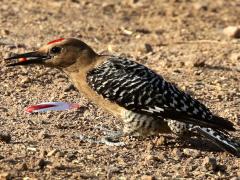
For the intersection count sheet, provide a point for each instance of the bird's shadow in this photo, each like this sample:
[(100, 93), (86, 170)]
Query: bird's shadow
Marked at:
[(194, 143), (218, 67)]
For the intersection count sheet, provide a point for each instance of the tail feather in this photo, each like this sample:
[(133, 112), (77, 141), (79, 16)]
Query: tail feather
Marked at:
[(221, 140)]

· · · · ·

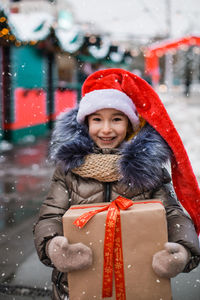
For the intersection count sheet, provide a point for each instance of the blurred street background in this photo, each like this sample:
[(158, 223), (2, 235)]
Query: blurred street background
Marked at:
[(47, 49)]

· · · · ·

### Task brief
Rewrite the data from the line containing "of the bird's" through the line containing "[(194, 143), (218, 67)]", both included, as a JSON list of strings, one string per line and no blank lines.

### Full answer
[
  "For the intersection count sheet, provide a point for each instance of the bird's shadow in this photo, each like this sample:",
  "[(100, 93), (86, 170)]",
  "Query: bird's shadow",
  "Marked at:",
  "[(194, 143), (218, 67)]"
]